PROBLEM DETAILS
The records below are to be copied word for word, with every picture left out.
# START OF RAW DATA
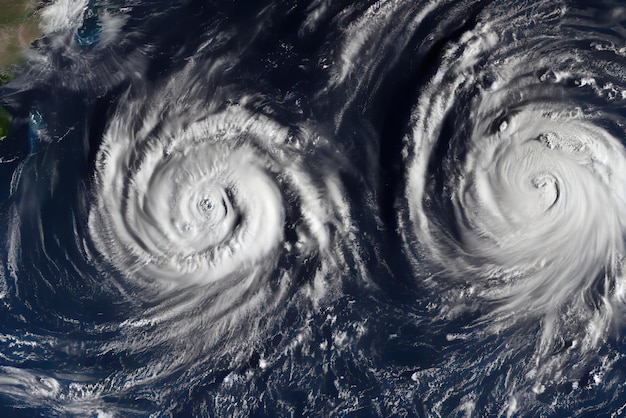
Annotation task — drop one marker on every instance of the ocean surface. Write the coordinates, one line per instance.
(325, 208)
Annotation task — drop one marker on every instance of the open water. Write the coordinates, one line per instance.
(316, 208)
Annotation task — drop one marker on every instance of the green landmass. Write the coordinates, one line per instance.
(19, 27)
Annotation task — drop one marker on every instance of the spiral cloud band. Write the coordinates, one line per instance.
(515, 191)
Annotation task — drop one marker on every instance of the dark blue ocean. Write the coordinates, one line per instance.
(401, 208)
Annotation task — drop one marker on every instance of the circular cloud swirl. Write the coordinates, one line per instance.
(514, 186)
(193, 206)
(210, 214)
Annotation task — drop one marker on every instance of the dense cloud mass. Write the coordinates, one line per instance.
(323, 208)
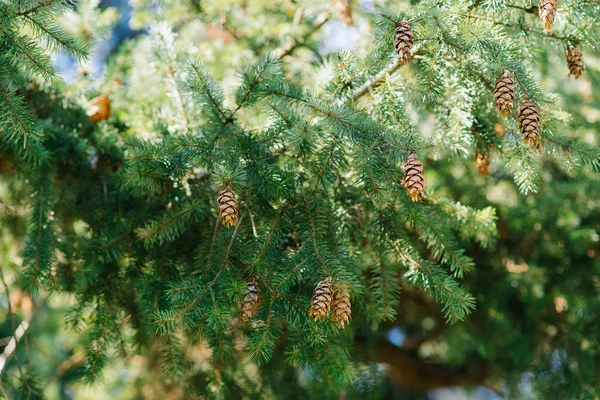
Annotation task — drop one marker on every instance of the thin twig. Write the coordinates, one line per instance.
(379, 78)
# END OF RAW DATA
ANSWER FOR THE TASK
Annotation task — drop one marker on every instance of the ocean surface. Write the coordinates, one line per instance.
(325, 208)
Annotation task — drop one marker on every instance of the open water. Write the coordinates, one line per instance.
(316, 208)
Annotation task — drop one marker on every instance of the green landmass. Write the coordinates, one line per instance.
(19, 27)
Annotation task — drop one marker on every instance of the spiral cloud band. Write the coordinates, one line per instance.
(515, 191)
Annotation task — drop one marker on every instance of the dark blue ocean. Write the coordinates, one line per instance.
(401, 208)
Annotation task — drop one marker on every instance of the circular cloud swirl. Write the coordinates, one line per instance.
(514, 186)
(193, 206)
(210, 214)
Annotation task — drop one marker on every instance of the dense cloud mass. Write the coordinates, one line per instance.
(323, 208)
Annotation task — drop one marker on every instance of the thin twig. Write the coordinates, one line per instance.
(379, 78)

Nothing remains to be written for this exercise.